--- DATASET EXTRACT ---
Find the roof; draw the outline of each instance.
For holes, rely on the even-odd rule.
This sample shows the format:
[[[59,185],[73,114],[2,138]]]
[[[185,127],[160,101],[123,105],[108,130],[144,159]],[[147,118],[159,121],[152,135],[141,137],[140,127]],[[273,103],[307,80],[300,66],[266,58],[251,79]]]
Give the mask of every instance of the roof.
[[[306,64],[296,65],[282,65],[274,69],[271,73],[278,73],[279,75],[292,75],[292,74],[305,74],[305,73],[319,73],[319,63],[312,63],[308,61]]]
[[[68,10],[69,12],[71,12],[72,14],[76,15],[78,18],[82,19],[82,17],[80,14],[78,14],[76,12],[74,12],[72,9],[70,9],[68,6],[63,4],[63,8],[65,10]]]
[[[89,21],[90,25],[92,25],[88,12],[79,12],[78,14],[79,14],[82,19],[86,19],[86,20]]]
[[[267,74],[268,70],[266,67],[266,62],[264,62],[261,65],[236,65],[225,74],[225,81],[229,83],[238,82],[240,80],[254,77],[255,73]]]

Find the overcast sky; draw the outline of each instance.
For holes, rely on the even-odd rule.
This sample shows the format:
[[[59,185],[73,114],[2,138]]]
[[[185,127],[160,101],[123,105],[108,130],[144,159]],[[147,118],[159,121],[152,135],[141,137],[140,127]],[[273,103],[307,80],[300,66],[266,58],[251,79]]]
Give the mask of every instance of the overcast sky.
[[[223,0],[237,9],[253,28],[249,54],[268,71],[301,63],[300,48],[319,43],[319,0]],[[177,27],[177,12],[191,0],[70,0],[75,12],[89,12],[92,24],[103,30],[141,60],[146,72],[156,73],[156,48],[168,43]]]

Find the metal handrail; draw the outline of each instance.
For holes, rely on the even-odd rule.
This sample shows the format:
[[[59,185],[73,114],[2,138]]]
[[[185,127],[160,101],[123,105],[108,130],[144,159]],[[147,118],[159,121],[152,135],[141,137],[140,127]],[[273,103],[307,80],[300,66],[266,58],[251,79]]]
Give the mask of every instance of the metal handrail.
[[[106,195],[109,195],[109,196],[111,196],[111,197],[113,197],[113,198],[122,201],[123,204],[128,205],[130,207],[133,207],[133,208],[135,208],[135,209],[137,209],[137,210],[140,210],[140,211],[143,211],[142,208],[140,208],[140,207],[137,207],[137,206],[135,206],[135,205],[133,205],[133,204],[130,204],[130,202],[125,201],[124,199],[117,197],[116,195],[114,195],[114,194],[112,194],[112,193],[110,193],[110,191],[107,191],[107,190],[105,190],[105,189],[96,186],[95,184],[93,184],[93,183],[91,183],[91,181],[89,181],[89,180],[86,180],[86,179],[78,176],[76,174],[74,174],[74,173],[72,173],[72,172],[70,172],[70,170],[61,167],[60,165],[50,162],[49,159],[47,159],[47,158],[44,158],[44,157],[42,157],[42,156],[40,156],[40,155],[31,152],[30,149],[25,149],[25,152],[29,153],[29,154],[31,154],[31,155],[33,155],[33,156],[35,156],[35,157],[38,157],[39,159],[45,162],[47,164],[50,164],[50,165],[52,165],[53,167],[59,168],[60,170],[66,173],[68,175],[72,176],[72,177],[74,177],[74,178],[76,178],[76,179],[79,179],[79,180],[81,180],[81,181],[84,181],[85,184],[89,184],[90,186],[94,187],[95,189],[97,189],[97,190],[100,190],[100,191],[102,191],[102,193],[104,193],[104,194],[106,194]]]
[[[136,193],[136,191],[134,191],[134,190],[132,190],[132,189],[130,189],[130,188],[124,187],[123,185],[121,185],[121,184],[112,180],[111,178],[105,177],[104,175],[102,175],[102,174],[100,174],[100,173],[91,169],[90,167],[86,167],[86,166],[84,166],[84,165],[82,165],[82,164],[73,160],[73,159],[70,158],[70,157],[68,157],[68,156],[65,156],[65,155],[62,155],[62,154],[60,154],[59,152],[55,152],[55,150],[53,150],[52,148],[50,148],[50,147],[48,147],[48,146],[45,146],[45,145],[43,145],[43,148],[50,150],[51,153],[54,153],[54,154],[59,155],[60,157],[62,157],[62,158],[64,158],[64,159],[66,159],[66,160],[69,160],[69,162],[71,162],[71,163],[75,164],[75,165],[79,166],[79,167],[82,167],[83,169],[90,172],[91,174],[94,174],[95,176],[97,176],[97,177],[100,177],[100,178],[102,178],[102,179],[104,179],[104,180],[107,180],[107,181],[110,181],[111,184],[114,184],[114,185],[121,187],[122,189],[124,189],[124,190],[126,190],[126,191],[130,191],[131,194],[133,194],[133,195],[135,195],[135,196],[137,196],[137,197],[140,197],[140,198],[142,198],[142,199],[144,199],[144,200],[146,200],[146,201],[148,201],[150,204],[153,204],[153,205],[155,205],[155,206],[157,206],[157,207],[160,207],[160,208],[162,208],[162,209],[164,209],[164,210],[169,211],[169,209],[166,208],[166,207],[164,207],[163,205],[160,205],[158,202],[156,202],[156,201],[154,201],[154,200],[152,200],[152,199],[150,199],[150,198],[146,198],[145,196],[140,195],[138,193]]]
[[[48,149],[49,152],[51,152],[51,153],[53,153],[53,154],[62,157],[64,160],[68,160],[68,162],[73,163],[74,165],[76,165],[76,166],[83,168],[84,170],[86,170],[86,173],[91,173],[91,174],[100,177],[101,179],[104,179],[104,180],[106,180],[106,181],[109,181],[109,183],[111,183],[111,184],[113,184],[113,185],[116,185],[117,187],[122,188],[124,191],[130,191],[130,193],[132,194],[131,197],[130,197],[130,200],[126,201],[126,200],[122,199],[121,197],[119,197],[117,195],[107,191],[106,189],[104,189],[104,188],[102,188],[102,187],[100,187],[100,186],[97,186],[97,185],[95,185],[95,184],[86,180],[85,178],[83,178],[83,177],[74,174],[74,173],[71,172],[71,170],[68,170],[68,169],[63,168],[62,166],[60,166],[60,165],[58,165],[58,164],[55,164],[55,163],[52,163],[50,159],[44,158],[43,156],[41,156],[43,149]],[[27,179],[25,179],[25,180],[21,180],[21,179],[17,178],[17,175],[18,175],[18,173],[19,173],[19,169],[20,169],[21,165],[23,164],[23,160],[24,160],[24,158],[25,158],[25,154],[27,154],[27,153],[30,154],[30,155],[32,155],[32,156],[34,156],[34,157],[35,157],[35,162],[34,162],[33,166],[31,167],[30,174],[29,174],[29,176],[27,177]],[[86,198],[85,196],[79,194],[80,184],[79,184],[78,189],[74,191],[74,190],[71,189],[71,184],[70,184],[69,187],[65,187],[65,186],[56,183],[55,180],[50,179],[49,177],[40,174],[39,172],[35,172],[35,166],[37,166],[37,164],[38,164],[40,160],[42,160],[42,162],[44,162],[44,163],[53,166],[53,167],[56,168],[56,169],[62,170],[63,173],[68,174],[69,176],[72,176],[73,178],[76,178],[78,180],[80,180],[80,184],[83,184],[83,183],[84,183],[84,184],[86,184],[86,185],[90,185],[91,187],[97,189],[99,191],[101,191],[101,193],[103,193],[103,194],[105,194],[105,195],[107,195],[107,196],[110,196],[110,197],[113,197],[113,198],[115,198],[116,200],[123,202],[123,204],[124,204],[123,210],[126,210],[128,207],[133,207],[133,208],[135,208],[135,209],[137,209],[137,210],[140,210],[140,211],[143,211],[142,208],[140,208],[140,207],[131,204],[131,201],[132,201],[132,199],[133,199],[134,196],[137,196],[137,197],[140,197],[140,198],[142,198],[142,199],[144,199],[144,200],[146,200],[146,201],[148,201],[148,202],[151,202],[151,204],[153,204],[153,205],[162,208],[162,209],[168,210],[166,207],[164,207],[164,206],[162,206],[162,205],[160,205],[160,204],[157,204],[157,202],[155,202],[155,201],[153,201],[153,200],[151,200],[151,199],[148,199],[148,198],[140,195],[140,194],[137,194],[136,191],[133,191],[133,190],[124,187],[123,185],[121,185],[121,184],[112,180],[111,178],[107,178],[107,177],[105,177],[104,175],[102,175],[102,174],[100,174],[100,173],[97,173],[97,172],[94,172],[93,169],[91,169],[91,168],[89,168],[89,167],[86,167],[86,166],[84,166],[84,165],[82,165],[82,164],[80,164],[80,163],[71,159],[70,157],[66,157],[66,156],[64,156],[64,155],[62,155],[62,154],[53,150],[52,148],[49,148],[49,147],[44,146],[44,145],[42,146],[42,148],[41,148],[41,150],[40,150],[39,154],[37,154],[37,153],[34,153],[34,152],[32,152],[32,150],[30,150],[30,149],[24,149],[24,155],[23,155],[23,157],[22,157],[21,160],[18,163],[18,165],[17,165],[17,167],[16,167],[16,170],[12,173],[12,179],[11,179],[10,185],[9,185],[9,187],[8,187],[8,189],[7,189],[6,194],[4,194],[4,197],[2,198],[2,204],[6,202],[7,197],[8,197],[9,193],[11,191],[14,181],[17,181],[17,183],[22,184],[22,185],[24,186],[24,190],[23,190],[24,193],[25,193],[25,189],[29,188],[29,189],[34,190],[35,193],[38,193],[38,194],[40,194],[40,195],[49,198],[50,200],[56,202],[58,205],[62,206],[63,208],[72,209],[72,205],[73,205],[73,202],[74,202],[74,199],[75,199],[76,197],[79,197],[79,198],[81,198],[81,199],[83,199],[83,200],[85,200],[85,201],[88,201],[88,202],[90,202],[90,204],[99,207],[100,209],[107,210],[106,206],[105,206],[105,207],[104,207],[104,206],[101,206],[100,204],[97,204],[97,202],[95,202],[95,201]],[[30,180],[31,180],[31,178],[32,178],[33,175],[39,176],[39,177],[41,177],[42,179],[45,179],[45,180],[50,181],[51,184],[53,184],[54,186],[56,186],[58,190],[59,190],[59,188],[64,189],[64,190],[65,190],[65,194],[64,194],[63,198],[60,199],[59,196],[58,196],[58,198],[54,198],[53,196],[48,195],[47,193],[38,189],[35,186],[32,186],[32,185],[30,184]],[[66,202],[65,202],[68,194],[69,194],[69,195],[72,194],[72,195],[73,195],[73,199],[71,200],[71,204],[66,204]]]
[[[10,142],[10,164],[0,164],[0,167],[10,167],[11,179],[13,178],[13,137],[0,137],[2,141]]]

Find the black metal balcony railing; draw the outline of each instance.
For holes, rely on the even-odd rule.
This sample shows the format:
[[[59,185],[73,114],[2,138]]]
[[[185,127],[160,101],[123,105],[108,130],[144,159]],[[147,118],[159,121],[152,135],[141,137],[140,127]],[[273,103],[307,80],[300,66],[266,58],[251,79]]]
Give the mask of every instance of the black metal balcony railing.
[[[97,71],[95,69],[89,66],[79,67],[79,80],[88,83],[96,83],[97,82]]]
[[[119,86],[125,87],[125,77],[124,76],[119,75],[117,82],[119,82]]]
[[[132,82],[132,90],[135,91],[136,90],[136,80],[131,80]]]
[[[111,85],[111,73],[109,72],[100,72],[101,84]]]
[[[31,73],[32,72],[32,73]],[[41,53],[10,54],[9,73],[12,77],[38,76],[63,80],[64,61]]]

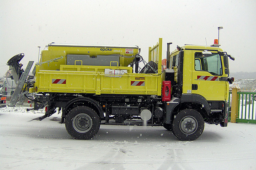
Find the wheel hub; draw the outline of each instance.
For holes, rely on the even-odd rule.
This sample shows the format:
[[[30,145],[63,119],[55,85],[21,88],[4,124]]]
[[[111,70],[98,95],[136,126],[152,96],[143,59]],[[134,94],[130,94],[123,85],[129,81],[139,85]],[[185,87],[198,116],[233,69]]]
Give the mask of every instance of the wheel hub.
[[[87,114],[80,113],[73,119],[73,127],[79,132],[86,133],[90,130],[92,126],[92,120]]]
[[[191,116],[185,117],[180,123],[180,129],[186,134],[191,134],[197,129],[198,123],[196,119]]]

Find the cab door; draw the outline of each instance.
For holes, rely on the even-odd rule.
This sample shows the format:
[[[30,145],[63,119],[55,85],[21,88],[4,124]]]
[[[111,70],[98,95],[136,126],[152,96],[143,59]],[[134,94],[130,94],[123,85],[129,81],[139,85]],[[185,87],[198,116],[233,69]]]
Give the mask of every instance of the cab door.
[[[192,55],[192,93],[207,101],[225,100],[225,82],[219,80],[224,74],[220,55],[217,51],[193,50]]]

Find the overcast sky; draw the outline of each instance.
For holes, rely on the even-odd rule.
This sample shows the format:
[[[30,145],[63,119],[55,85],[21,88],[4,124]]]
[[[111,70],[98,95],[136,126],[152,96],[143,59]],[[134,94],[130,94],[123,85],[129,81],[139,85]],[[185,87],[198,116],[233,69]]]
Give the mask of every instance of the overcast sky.
[[[52,42],[149,46],[163,38],[177,45],[206,44],[218,38],[232,55],[231,72],[256,71],[256,1],[7,1],[0,0],[0,76],[21,53],[25,69],[37,62],[38,46]]]

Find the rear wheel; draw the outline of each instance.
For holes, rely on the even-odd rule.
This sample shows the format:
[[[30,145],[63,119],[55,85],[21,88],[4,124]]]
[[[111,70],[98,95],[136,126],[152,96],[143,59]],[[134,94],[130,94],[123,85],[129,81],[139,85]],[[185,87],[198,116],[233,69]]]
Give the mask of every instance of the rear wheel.
[[[185,109],[174,116],[172,133],[181,141],[193,141],[202,134],[204,122],[202,115],[193,109]]]
[[[90,139],[98,132],[100,118],[96,112],[87,106],[71,109],[66,117],[65,126],[68,133],[76,139]]]

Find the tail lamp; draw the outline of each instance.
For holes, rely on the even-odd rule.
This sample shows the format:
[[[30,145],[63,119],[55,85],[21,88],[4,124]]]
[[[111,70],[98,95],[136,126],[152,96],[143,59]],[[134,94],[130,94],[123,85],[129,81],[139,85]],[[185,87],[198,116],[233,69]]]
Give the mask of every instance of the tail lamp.
[[[171,100],[171,81],[163,81],[162,88],[162,100],[168,102]]]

--- YOUR GOAL ---
Reproduce, word for word, every line starting at the line that contains "Find the rear" and ending with the final line of the entries.

--- THE COMPLETED TASK ---
Find the rear wheel; draw the outline of each instance.
For holes, rely on the even-odd rule.
This sample shows the format:
[[[30,145],[63,119],[55,85],[21,88],[4,124]]]
[[[111,70],[98,95],[136,126],[152,96],[143,59]],[[134,94],[130,94],[123,85],[129,81],[139,85]],[[185,87],[198,116],[233,69]]]
Give the mask of every instance of the rear wheel.
[[[185,109],[174,116],[172,133],[181,141],[193,141],[202,134],[204,122],[202,115],[193,109]]]
[[[90,139],[98,132],[100,118],[96,112],[87,106],[71,109],[66,117],[65,126],[68,133],[76,139]]]

Find the tail lamp; draw the outline of each instance.
For holes, rely on the even-odd rule.
This sample shows the format:
[[[30,145],[63,119],[55,85],[21,88],[4,124]]]
[[[111,70],[98,95],[136,126],[152,96],[143,59]],[[134,94],[130,94],[123,85],[129,81],[139,85]],[[185,87],[198,116],[233,69]]]
Give the mask of every instance of the tail lamp.
[[[171,100],[171,81],[163,81],[162,88],[162,100],[168,102]]]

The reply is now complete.